• Task item:
Take every line from the data that has the word "clicks" in it.
Top of Source records
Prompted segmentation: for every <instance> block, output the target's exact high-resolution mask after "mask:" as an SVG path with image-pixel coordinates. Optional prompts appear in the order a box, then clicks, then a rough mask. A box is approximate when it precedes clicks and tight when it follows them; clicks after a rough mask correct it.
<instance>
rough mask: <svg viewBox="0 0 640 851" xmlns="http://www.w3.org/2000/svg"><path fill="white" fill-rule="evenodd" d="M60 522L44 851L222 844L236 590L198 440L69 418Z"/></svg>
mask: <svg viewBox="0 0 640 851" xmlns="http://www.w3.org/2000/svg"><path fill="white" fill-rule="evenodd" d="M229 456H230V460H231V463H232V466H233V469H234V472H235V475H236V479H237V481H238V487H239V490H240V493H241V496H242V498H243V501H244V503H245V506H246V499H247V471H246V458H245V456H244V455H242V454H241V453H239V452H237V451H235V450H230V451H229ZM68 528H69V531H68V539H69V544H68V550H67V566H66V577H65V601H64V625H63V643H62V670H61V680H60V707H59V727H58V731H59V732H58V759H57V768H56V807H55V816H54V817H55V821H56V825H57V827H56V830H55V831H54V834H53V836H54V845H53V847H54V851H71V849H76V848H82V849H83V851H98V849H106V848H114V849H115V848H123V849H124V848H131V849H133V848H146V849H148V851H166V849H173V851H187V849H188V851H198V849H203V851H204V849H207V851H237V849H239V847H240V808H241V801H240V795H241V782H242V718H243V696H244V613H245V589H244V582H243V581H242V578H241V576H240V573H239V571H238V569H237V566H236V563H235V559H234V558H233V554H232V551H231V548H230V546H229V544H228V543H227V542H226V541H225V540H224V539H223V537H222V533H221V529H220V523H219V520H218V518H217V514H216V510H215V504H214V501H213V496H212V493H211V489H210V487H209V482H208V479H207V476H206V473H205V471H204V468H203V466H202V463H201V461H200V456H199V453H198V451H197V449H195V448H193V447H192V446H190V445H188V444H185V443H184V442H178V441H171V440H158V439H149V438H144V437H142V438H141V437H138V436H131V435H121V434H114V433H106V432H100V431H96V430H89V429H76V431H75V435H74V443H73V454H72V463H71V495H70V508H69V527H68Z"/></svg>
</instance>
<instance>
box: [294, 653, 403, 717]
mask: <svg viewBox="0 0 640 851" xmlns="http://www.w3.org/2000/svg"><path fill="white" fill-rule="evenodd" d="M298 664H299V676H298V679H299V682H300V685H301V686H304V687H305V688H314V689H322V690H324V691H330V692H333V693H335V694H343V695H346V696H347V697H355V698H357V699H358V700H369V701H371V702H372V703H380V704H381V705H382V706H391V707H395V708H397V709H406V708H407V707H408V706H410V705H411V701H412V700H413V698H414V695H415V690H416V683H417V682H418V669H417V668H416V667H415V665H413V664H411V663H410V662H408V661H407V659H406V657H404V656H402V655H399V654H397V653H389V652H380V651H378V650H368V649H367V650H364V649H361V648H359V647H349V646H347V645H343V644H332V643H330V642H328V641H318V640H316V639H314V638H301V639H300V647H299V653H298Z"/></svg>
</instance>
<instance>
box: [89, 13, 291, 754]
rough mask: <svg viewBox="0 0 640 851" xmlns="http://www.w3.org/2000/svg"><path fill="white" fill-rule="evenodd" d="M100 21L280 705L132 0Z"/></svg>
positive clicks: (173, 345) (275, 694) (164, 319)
Bottom of Source records
• Result of this task:
Prompted segmentation: for every <instance> block, output the target's exact high-resolution mask after "mask:" as an SVG path with image-pixel coordinates. Optional prompts appear in the order a box, then clicks, then a rough mask. A box is approximate when it precedes clicks and tight when it follows them; clicks after a rough mask correct it.
positive clicks: (173, 345) (275, 694) (164, 319)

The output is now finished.